### PROBLEM
Count the lines in the records below that contain the string "Query", matching case exactly. Give only the number.

### DATA RECORDS

------------------------------------------------------------------------

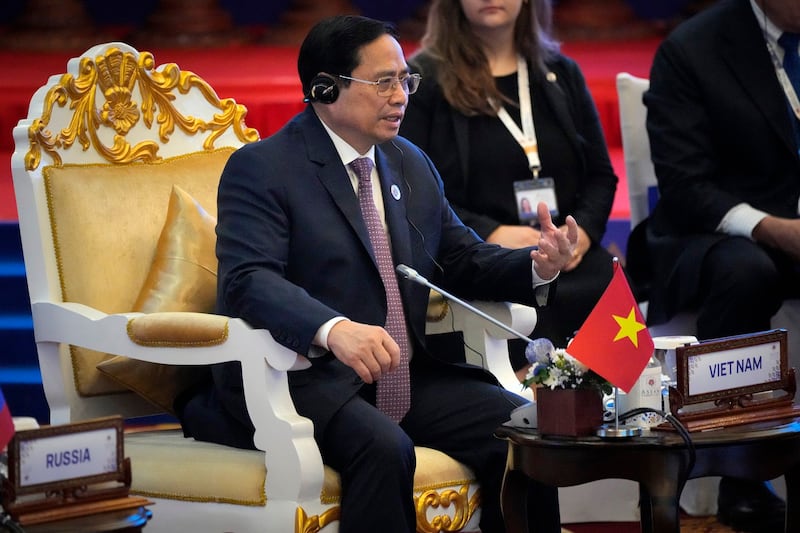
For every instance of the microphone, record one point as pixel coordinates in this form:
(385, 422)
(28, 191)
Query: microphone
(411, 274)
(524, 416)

------------------------------------------------------------------------

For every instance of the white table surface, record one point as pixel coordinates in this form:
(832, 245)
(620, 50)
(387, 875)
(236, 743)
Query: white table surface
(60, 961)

------------------------------------------------------------------------

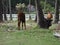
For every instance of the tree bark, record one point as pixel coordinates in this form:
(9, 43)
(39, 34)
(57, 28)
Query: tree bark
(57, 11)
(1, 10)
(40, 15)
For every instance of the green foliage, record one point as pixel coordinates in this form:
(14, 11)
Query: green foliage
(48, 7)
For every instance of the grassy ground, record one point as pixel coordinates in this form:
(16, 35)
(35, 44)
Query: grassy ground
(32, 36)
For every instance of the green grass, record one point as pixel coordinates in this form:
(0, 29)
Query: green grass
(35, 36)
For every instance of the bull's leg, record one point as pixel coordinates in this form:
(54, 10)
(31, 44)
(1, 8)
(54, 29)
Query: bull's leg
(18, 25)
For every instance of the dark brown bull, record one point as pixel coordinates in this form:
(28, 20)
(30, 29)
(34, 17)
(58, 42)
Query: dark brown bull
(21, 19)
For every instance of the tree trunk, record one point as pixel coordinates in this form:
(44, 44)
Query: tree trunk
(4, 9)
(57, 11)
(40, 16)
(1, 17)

------------------------------------------------------------------------

### EXERCISE ANSWER
9